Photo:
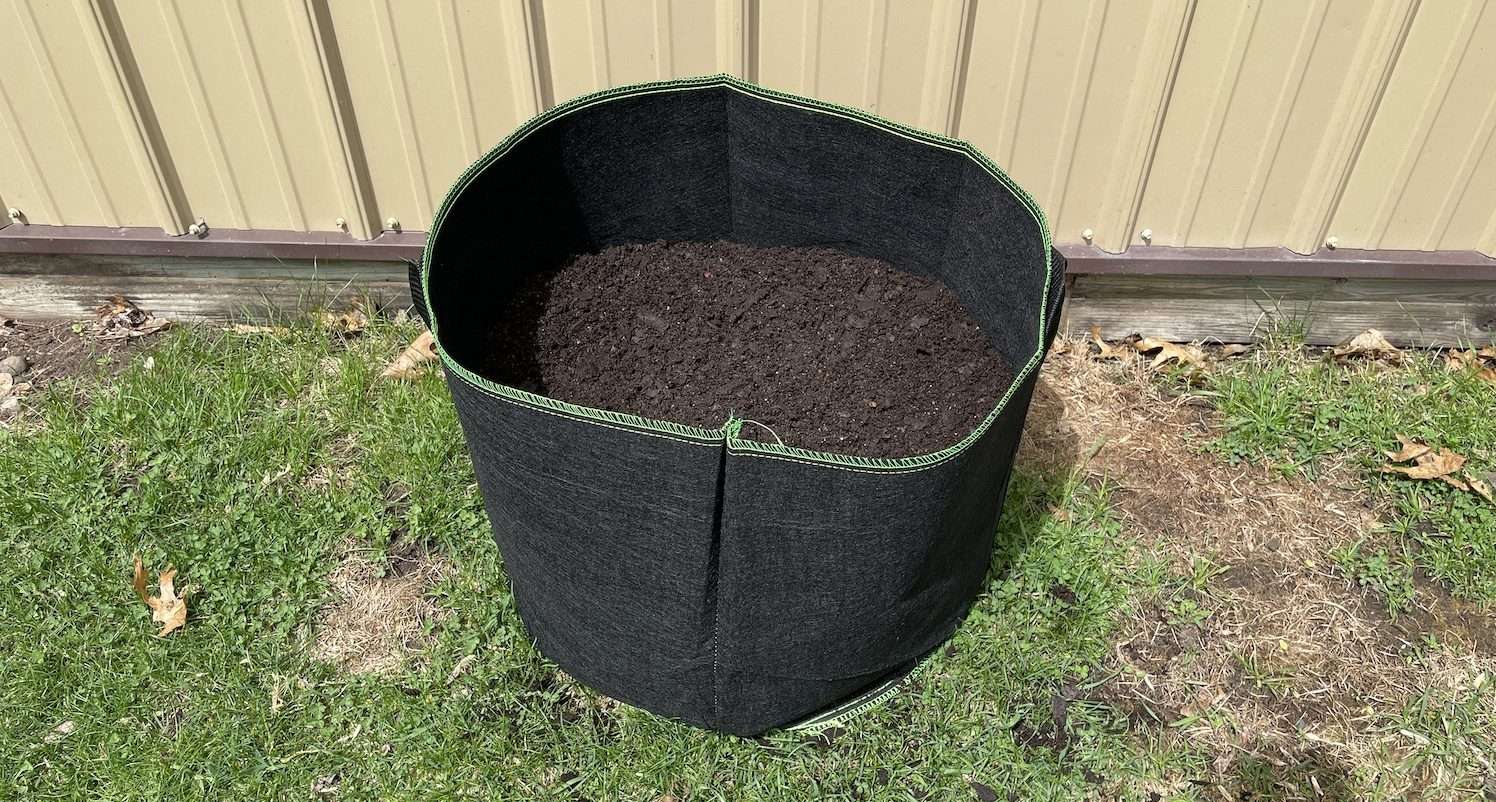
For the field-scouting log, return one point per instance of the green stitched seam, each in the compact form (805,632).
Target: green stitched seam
(735,445)
(862,703)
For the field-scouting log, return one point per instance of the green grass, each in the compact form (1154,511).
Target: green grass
(1299,412)
(202,461)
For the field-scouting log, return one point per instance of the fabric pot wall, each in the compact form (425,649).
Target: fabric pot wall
(733,584)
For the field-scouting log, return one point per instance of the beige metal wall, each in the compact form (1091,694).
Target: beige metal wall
(1206,121)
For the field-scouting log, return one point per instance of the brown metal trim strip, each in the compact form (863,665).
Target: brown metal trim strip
(231,243)
(1281,262)
(1082,259)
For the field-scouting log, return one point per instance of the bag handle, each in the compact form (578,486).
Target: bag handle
(1056,295)
(418,297)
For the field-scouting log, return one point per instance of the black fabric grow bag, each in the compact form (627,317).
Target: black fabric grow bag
(733,584)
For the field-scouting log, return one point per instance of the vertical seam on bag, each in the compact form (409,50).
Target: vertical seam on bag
(715,578)
(727,150)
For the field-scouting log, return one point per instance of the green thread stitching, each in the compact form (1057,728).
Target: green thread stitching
(862,703)
(696,434)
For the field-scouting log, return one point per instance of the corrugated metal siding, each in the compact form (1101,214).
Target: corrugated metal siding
(1209,123)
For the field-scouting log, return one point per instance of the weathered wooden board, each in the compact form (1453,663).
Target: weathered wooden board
(1231,308)
(72,288)
(1243,308)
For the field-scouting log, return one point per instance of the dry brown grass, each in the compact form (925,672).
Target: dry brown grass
(380,608)
(1294,663)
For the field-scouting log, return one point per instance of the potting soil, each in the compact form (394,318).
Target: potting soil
(816,347)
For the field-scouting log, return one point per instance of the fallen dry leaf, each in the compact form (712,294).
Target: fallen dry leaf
(120,319)
(1369,344)
(407,365)
(1185,355)
(1104,350)
(1411,449)
(168,609)
(344,322)
(1429,464)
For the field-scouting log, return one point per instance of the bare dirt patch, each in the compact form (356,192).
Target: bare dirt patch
(1270,657)
(380,608)
(54,350)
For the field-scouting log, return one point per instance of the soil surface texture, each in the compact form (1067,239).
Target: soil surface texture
(825,350)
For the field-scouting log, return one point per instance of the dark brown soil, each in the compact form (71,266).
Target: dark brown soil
(826,350)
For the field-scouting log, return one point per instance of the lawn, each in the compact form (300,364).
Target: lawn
(350,632)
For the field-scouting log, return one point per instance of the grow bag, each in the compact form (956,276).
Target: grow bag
(733,584)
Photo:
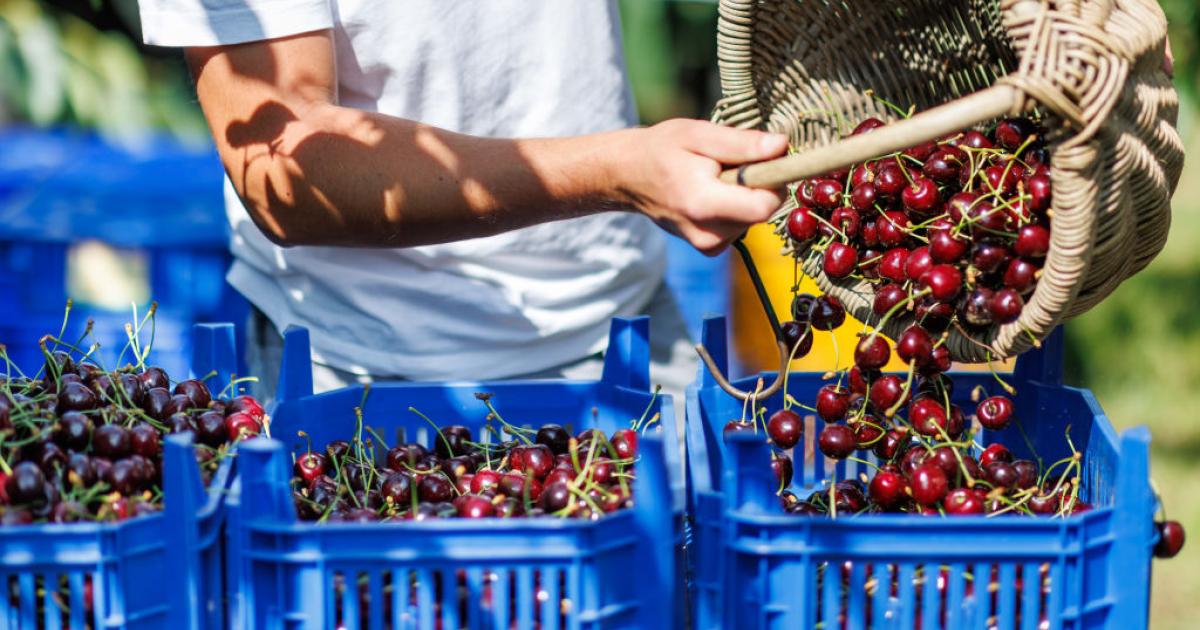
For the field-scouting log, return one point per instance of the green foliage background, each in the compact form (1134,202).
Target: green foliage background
(79,64)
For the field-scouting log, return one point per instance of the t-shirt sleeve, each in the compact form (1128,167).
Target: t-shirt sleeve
(186,23)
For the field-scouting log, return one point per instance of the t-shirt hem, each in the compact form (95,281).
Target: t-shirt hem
(264,21)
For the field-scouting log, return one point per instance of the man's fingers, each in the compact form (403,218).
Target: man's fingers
(730,145)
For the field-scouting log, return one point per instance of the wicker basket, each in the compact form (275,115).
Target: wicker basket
(1092,69)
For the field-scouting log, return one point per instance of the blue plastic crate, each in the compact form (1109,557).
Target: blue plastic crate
(161,202)
(755,567)
(618,571)
(161,570)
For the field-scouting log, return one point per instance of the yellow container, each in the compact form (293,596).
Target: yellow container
(754,342)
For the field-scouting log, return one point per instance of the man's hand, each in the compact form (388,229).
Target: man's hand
(670,173)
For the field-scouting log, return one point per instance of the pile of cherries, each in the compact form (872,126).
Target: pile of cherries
(955,231)
(537,472)
(79,443)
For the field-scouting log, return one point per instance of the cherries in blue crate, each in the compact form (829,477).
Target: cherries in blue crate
(509,472)
(83,443)
(947,235)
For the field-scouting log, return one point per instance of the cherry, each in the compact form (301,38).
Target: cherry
(1032,241)
(1020,275)
(868,126)
(1043,503)
(454,441)
(989,257)
(144,441)
(887,298)
(553,437)
(919,262)
(928,417)
(943,282)
(859,379)
(846,220)
(112,441)
(893,228)
(1012,133)
(892,444)
(887,391)
(863,196)
(798,337)
(624,442)
(555,497)
(889,180)
(435,487)
(802,307)
(803,225)
(785,429)
(837,442)
(73,431)
(833,402)
(310,466)
(976,307)
(196,391)
(945,247)
(873,352)
(921,197)
(915,346)
(77,396)
(1002,474)
(995,453)
(892,264)
(928,485)
(840,261)
(827,313)
(154,377)
(240,425)
(210,430)
(868,432)
(976,141)
(1170,539)
(250,406)
(995,413)
(781,465)
(963,502)
(827,193)
(1038,186)
(156,402)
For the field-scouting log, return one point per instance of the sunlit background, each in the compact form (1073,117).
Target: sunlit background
(72,66)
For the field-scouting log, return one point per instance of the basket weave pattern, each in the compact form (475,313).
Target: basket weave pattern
(1092,69)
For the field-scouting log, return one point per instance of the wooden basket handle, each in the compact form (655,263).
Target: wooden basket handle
(936,123)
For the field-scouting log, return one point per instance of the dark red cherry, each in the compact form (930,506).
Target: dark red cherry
(1021,275)
(873,352)
(803,225)
(840,261)
(785,429)
(833,402)
(837,442)
(995,413)
(1006,306)
(1032,241)
(921,197)
(943,282)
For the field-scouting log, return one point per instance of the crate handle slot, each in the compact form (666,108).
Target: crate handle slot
(214,349)
(185,495)
(627,363)
(295,366)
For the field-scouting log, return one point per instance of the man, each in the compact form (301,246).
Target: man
(449,189)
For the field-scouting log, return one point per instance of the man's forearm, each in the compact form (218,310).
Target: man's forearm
(335,175)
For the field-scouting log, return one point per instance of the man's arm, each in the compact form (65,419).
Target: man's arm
(315,173)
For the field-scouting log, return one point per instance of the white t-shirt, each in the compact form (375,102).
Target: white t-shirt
(511,304)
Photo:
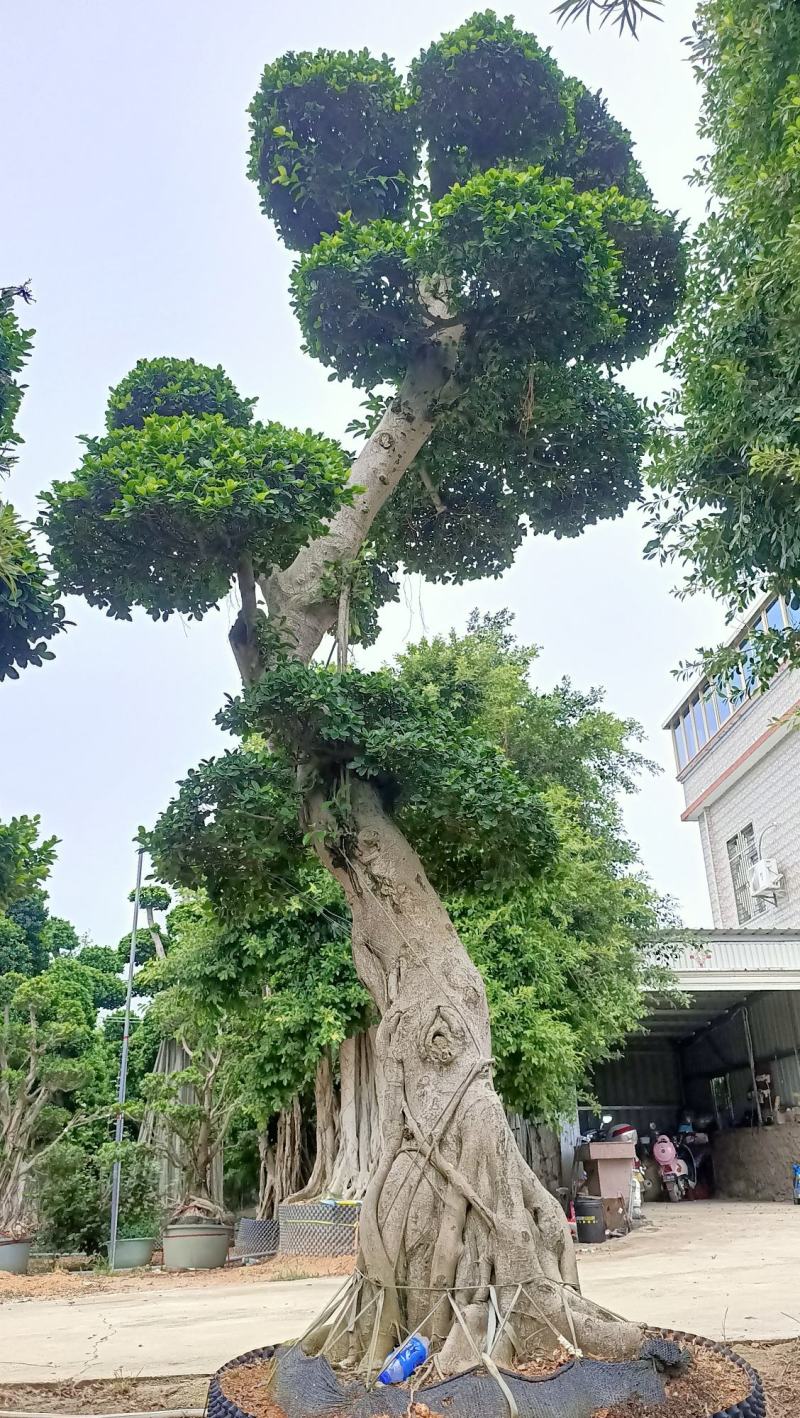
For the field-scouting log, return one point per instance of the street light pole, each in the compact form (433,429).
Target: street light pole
(122,1082)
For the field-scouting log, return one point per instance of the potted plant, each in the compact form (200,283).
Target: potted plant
(139,1214)
(47,1035)
(136,1237)
(196,1105)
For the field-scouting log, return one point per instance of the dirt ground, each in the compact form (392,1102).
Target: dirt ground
(779,1366)
(68,1285)
(107,1396)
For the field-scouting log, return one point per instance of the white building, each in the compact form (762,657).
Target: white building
(738,759)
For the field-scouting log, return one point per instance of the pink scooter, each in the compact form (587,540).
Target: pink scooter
(674,1171)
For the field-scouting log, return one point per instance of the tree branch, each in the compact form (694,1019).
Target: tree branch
(294,597)
(241,634)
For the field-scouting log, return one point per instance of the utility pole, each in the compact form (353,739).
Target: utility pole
(122,1081)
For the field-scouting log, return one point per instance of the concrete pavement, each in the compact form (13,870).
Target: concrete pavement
(724,1269)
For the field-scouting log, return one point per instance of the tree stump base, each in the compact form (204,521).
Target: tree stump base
(285,1383)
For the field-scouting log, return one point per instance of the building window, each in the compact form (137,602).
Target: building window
(742,852)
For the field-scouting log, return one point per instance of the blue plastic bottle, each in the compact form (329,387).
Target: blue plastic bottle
(404,1360)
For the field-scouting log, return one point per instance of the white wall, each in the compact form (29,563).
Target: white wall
(766,793)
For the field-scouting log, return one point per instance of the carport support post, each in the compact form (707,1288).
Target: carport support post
(122,1084)
(752,1061)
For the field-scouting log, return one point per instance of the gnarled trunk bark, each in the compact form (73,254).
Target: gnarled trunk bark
(451,1208)
(451,1204)
(359,1118)
(326,1130)
(281,1162)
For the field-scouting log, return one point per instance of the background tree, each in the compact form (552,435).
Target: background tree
(726,505)
(623,13)
(53,1076)
(497,294)
(29,611)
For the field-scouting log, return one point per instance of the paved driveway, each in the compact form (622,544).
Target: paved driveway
(724,1269)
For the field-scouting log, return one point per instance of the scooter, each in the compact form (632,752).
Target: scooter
(674,1170)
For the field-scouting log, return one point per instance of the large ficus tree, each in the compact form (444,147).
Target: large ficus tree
(478,250)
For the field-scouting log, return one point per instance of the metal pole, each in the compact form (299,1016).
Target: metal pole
(122,1082)
(749,1042)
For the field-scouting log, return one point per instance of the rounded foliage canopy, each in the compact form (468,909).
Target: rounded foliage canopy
(529,447)
(170,387)
(160,515)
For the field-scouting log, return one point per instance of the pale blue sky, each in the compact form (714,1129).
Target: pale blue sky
(122,149)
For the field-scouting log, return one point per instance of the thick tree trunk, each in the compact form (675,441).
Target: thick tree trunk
(359,1118)
(326,1129)
(281,1162)
(451,1210)
(451,1204)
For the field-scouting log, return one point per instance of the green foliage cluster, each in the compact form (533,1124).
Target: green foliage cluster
(331,134)
(532,234)
(726,470)
(16,346)
(30,936)
(233,828)
(162,515)
(451,791)
(170,387)
(528,448)
(270,990)
(488,95)
(559,935)
(508,248)
(24,861)
(29,611)
(73,1196)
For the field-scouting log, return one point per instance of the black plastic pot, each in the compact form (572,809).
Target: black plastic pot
(752,1407)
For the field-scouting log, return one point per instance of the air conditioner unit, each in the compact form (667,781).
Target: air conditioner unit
(766,877)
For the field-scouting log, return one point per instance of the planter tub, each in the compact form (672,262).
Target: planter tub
(132,1252)
(195,1248)
(14,1255)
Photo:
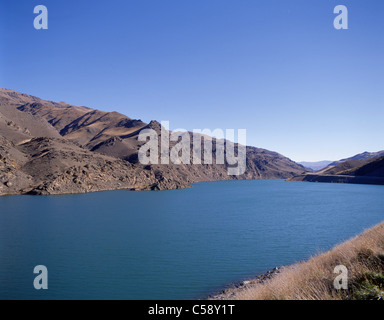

▸ **DESCRIPTION OF THE TASK**:
Please reproduce the stretch from the line containing "compact form (667,781)." through the end of the items, substituting "garden planter" for "planter tub" and keeping everything else unchanged. Leave the pictures out of your answer.

▸ **EXERCISE OUTPUT**:
For the field-scouting log, return one point per instance of the air conditioner unit, each in the compact form (667,781).
Target: air conditioner unit
(766,877)
For the field-scouting log, return one point per instance of the garden planter, each in the compact form (672,262).
Target: garden planter
(132,1252)
(195,1248)
(14,1255)
Photo:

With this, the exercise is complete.